• Source document
********
By ALEC ETHEREDGE | Managing Editor 

Stepping into my car on the side of Eagle Hollow Drive in Eagle Point, the first thing I did was call my wife. After holding my emotions in check for two hours, I finally lost it and broke down in tears.

I couldn’t believe what I had just seen following a violent tornado through northern Shelby County, including the Eagle Point neighborhood.

Homes were heavily damaged and even flattened, and a clear path of destruction had torn through the neighborhood.

One couple had to be rescued from their home after it collapsed, and while the house’s roof, which was now on the ground, had the word “OK” on it, everyone in the area was heartbroken at what they just witnessed.

Everyone did walk away from the storm with their life, which is a blessing, but the toll was devastating nonetheless, and it spread across the county.

With two, long-track and violent tornadoes barreling through the northern and southern portions of Shelby County, communities like Helena, Pelham, Indian Springs Village, Oak Mountain, Greystone, Calera, Columbiana and Wilsonville are all dealing with a horrifying aftermath.

After walking through much of the destruction in the north part of the county, I looked down at my ruined shoes and khaki dress pants and remember thinking how lucky I was to have both as I looked at pieces of homes, clothes and belongings scattered across the area that people had lost due to the tragic storms.

In what one neighbor said took five seconds, life went from normal to recovering from a violent tornado that left many without a home.

As people shoveled debris, sawed trees to move them out of the road and off of cars, driveways and homes, and packed what they could before finding a place to stay, emotions were high.
********
• Task requirements
Continue the tornado article from where it stops.

• Dataset content
********
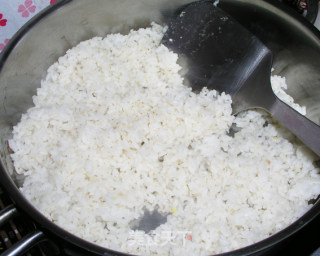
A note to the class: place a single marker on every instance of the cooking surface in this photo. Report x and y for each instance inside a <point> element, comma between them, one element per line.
<point>13,14</point>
********
• Result of this exercise
But neighbors rejoiced that no life was lost, and throughout the county, residents and first responders were quick to offer help.

People in each community that was hit rapidly started walking their neighborhoods to lend a hand to those in need, while first responders promptly made their way to houses for any rescue efforts and to make sure everyone was accounted for.

The entire event really puts life into perspective.

Following the phone call from my wife, I immediately drove to my parents’ house off of Dunnavant Valley Road, and on my way saw where the tornado continued over the mountain through Greystone Farms and across the highway—a mile from where my parents live.

I immediately gave them a big hug and told them how fortunate we all were, then did the same with my wife and even let my puppy lick me as much as she wanted to.

Many of us still had our homes and were actually OK after the storms, but others are at a complete loss right now and have a long road ahead.

For those of us who were spared, be grateful and take this as an example of what can be ripped away from you at any given time.

And for those who are recovering, we have you in our thoughts and prayers and know Shelby County is ready to step up and help you get back to your normal life.